■ Direction
Convert every line of the records into a Markdown table with the columns Row and Record text. Number each line in Row and skip any blank lines.

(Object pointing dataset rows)
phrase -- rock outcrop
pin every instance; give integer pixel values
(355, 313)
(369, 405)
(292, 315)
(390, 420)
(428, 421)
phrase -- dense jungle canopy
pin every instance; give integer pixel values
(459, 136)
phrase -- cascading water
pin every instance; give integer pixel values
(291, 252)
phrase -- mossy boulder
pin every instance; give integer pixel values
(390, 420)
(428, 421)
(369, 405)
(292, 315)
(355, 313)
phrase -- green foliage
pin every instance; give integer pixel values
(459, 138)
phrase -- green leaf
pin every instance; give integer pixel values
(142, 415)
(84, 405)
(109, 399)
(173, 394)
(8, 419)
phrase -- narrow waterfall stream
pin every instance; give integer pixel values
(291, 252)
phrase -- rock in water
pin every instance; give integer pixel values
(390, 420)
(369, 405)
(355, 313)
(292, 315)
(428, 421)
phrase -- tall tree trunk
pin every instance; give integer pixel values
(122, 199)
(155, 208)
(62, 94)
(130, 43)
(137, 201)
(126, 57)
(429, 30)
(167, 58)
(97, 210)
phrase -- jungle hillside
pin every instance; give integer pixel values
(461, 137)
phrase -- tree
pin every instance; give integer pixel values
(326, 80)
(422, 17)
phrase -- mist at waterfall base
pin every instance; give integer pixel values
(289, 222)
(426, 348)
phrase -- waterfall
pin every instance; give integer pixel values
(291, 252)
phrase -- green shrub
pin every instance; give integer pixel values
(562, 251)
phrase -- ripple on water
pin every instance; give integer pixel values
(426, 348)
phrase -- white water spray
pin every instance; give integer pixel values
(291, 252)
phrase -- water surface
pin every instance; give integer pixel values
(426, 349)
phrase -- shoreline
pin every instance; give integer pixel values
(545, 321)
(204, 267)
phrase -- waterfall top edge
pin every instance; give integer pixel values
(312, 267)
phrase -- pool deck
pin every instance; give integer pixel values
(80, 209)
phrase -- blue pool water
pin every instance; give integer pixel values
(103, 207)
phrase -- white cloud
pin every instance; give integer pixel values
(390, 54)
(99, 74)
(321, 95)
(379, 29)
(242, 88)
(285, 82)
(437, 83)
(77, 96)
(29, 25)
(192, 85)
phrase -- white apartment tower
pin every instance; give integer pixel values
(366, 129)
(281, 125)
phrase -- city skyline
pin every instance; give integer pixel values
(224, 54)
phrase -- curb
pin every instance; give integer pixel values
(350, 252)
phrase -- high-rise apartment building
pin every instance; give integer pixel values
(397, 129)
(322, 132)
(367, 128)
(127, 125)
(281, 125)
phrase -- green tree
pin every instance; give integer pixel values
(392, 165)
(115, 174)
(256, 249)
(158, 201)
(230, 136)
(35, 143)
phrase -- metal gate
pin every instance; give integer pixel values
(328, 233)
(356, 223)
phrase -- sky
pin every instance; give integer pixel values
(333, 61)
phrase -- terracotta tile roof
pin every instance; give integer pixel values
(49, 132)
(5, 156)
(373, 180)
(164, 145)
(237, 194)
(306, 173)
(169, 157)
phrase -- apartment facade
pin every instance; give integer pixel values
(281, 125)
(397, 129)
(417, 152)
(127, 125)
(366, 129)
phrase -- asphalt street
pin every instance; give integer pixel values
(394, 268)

■ Finished exercise
| Row | Record text |
|---|---|
| 1 | phrase -- rock outcrop |
| 2 | pin every instance; give integer pixel values |
| 3 | (355, 313) |
| 4 | (369, 405) |
| 5 | (292, 315) |
| 6 | (390, 420) |
| 7 | (428, 421) |
| 8 | phrase -- dense jungle canopy |
| 9 | pin every instance; give integer pixel values |
| 10 | (459, 136) |
| 11 | phrase -- cascading water |
| 12 | pin every instance; give integer pixel values |
| 13 | (291, 252) |
| 14 | phrase -- mossy boulder |
| 15 | pin every instance; give integer pixel values |
| 16 | (390, 420) |
| 17 | (428, 421) |
| 18 | (369, 405) |
| 19 | (292, 315) |
| 20 | (355, 313) |
| 21 | phrase -- green foliage |
| 22 | pin every instance; give integer pixel values |
| 23 | (459, 138) |
| 24 | phrase -- green leaf |
| 25 | pin every instance; give integer pixel values |
| 26 | (142, 415) |
| 27 | (84, 405) |
| 28 | (109, 399) |
| 29 | (173, 394) |
| 30 | (8, 419) |
| 31 | phrase -- narrow waterfall stream |
| 32 | pin every instance; give integer pixel values |
| 33 | (291, 252) |
| 34 | phrase -- rock in water |
| 35 | pin every instance; give integer pixel values |
| 36 | (390, 420) |
| 37 | (369, 405) |
| 38 | (355, 313) |
| 39 | (292, 315) |
| 40 | (428, 421) |
| 41 | phrase -- tall tree trunk |
| 42 | pin every instance; give integer pixel values |
| 43 | (122, 199) |
| 44 | (155, 208) |
| 45 | (62, 94) |
| 46 | (130, 43) |
| 47 | (137, 201) |
| 48 | (126, 57) |
| 49 | (429, 30) |
| 50 | (167, 58) |
| 51 | (97, 210) |
| 52 | phrase -- jungle hillside |
| 53 | pin every instance; give integer pixel values |
| 54 | (461, 137) |
| 55 | phrase -- tree |
| 56 | pin every instance; give integer pixel values |
| 57 | (326, 80) |
| 58 | (422, 17) |
| 59 | phrase -- mist at waterfall base |
| 60 | pin every instance; give integer pixel values |
| 61 | (289, 222) |
| 62 | (426, 348) |
| 63 | phrase -- waterfall |
| 64 | pin every instance; give integer pixel values |
| 65 | (291, 252) |
| 66 | phrase -- green shrub |
| 67 | pin every instance; give integer pixel values |
| 68 | (562, 251) |
| 69 | phrase -- ripple on water |
| 70 | pin every instance; give integer pixel values |
| 71 | (426, 348) |
| 72 | phrase -- white water spray |
| 73 | pin every instance; give integer pixel values |
| 74 | (291, 252) |
| 75 | phrase -- water surface |
| 76 | pin every instance; give integer pixel values |
| 77 | (426, 349) |
| 78 | phrase -- shoreline |
| 79 | pin every instance; give integer pixel values |
| 80 | (545, 321) |
| 81 | (204, 267) |
| 82 | phrase -- waterfall top edge |
| 83 | pin every instance; give integer pixel values |
| 84 | (312, 267) |
| 85 | phrase -- pool deck |
| 86 | pin every instance; give integer pixel values |
| 87 | (80, 209) |
| 88 | phrase -- blue pool water |
| 89 | pin every instance; give integer pixel values |
| 90 | (103, 207) |
| 91 | phrase -- white cloud |
| 92 | pin every instance; give integer pixel values |
| 93 | (390, 54) |
| 94 | (99, 74) |
| 95 | (321, 95) |
| 96 | (379, 29) |
| 97 | (242, 88) |
| 98 | (285, 82) |
| 99 | (437, 83) |
| 100 | (77, 96) |
| 101 | (29, 25) |
| 102 | (192, 85) |
| 103 | phrase -- white apartment tower |
| 104 | pin every instance; give integer pixel values |
| 105 | (366, 129) |
| 106 | (281, 125) |
| 107 | phrase -- city skyline |
| 108 | pin every instance; give integer pixel values |
| 109 | (224, 54) |
| 110 | phrase -- curb |
| 111 | pin every instance; give integer pixel values |
| 112 | (350, 252) |
| 113 | phrase -- high-rise apartment building |
| 114 | pin every instance; give integer pixel values |
| 115 | (397, 129) |
| 116 | (322, 132) |
| 117 | (367, 128) |
| 118 | (127, 125) |
| 119 | (281, 125) |
| 120 | phrase -- green tree |
| 121 | pin every instance; give integer pixel values |
| 122 | (392, 165) |
| 123 | (115, 174) |
| 124 | (256, 249) |
| 125 | (158, 201) |
| 126 | (230, 136) |
| 127 | (35, 143) |
| 128 | phrase -- metal gate |
| 129 | pin every instance; give integer pixel values |
| 130 | (328, 233) |
| 131 | (356, 223) |
| 132 | phrase -- sky |
| 133 | pin every instance; give integer pixel values |
| 134 | (333, 61) |
| 135 | phrase -- terracotta tile roof |
| 136 | pin every instance; give integer pixel values |
| 137 | (49, 132) |
| 138 | (5, 156) |
| 139 | (373, 180) |
| 140 | (164, 145) |
| 141 | (237, 194) |
| 142 | (306, 173) |
| 143 | (169, 157) |
| 144 | phrase -- apartment facade |
| 145 | pin every instance; give integer pixel values |
| 146 | (281, 125) |
| 147 | (397, 129) |
| 148 | (417, 152) |
| 149 | (127, 125) |
| 150 | (366, 129) |
| 151 | phrase -- asphalt street |
| 152 | pin every instance; give integer pixel values |
| 153 | (394, 268) |